• **WRITTEN REQUEST**
Transcribe the data below line for line, with no change to any word or number.

• **TASK DATA**
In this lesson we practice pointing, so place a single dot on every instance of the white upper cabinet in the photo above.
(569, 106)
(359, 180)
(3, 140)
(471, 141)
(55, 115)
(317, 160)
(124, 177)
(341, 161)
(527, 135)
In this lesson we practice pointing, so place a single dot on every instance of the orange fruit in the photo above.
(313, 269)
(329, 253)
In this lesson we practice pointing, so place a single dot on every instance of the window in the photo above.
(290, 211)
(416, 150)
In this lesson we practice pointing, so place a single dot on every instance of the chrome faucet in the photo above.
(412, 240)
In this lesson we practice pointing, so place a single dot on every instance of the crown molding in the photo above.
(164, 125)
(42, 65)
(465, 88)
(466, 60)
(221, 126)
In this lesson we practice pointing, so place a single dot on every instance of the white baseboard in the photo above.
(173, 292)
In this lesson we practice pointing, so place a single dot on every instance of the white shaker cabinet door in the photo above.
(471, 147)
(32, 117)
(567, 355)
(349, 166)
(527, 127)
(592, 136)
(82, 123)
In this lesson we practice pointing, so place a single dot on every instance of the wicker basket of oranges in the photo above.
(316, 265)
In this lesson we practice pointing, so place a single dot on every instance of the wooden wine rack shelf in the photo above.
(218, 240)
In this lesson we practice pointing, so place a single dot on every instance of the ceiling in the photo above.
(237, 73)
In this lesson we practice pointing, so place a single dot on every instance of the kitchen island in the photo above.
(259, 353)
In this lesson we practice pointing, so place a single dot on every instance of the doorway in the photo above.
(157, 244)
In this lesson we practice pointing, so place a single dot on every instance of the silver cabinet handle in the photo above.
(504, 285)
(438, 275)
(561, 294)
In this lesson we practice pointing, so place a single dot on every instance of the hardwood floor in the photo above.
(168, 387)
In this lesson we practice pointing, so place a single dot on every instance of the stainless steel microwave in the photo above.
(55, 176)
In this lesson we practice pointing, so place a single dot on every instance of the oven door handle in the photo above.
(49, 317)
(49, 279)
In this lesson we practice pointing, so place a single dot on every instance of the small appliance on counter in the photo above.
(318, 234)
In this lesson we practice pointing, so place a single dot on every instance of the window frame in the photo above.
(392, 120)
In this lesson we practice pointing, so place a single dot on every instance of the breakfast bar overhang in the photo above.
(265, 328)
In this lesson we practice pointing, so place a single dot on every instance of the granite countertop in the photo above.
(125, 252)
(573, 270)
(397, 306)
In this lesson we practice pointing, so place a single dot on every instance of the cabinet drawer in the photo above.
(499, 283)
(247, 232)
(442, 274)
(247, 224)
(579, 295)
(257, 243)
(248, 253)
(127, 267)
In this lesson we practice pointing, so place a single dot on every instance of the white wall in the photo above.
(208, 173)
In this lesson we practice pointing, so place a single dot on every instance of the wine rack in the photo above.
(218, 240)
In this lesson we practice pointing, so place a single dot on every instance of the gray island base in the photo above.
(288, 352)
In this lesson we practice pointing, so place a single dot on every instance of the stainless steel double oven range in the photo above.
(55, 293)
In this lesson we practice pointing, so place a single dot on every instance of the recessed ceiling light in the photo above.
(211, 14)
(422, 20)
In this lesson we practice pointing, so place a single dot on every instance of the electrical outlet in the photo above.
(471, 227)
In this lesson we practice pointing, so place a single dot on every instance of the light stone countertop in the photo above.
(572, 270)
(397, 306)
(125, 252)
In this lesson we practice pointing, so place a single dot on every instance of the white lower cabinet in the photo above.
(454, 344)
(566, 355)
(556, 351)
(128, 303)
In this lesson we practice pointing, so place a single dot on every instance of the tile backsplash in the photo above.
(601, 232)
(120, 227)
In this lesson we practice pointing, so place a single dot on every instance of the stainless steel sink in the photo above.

• **RESULT**
In this lesson we practice pointing, so place a single dot on every instance of the white upper cabinet in the photo above.
(569, 106)
(359, 180)
(3, 140)
(471, 141)
(55, 115)
(317, 160)
(124, 177)
(341, 161)
(527, 135)
In this lesson we practice pointing, so place a single dot on every instance of the orange fruit in the photo above.
(313, 269)
(329, 253)
In this lesson we practice pointing, so place a single dot on every instance of the window in the photo above.
(290, 211)
(416, 150)
In this lesson we practice pointing, so place a single dot on every instance of the chrome faucet in the photo above.
(412, 240)
In this lesson we practice pointing, so place a single dot on every instance of the crown molding in the photo above.
(164, 125)
(42, 65)
(465, 88)
(466, 60)
(221, 126)
In this lesson we practice pointing, so place a single dot on every instance of the white baseboard in the photo above.
(173, 292)
In this lesson we practice pointing, so place a single dot on every instance of the white shaker cabinet door in the photo above.
(471, 147)
(32, 117)
(567, 355)
(349, 166)
(527, 127)
(592, 136)
(82, 123)
In this lesson we practice pointing, so place a single dot on every instance of the wicker basket of oranges in the photo above.
(316, 265)
In this lesson we practice pointing, so place a single dot on every instance of the wooden wine rack shelf in the photo above.
(218, 240)
In this lesson we practice pointing, so place a single dot on every instance of the ceiling in the photo above.
(237, 73)
In this lesson we practice pointing, so place a single dot on every instance of the kitchen island in the photo above.
(259, 353)
In this lesson we practice pointing, so place a single dot on every instance of the doorway in the photo above.
(157, 244)
In this lesson we practice pointing, so place a single dot on every instance of the silver cabinet handle in the photo above.
(504, 285)
(438, 275)
(561, 294)
In this lesson we practice pointing, so place a single dot on every instance of the hardwood floor in the photo above.
(168, 387)
In this lesson we practice pointing, so place a single dot on every instance of the stainless steel microwave in the photo above.
(55, 176)
In this lesson we practice pointing, so place a single dot on every instance of the oven door handle in the photo above.
(49, 317)
(49, 279)
In this lesson we practice pointing, so place a single dot on every instance of the small appliance on counter in the photo above.
(318, 234)
In this lesson we practice pointing, so place a single dot on every instance of the window frame in the photo above.
(392, 120)
In this lesson we practice pointing, so place a single dot on every instance of the breakfast bar overhang in the photo above.
(265, 328)
In this lesson we practice pointing, so place a single dot on every instance of the granite countertop in the photo above.
(125, 252)
(573, 270)
(397, 306)
In this lesson we practice pointing, so place a single dot on every instance of the cabinet drawer in the photo above.
(499, 283)
(247, 232)
(442, 274)
(247, 224)
(579, 295)
(257, 243)
(248, 253)
(127, 267)
In this lesson we practice pointing, so place a single dot on every instance of the white wall in the photo above.
(208, 173)
In this lesson we practice pointing, so place a single dot on every instance of the wine rack in the photo above.
(218, 240)
In this lesson we practice pointing, so place a single dot on every instance of the gray island base in the photo above.
(288, 352)
In this lesson we practice pointing, so place a single dot on every instance of the stainless steel double oven range in the photo above.
(55, 293)
In this lesson we practice pointing, so place a single dot on every instance of the recessed ceiling light in the photo above.
(211, 14)
(422, 20)
In this lesson we practice pointing, so place a single dot on every instance of the electrical outlet in the photo above.
(471, 227)
In this lesson we practice pointing, so place a single dot on every instance of the light stone countertop in the photo above.
(572, 270)
(397, 306)
(125, 252)
In this lesson we practice pointing, so place a single dot on every instance of the white lower cabinet in the photo above.
(454, 344)
(566, 355)
(556, 351)
(128, 303)
In this lesson we practice pointing, so place a single dot on every instance of the tile backsplash in the photo above.
(601, 232)
(120, 227)
In this lesson we practice pointing, so place a single dot on every instance of the stainless steel sink in the photo above.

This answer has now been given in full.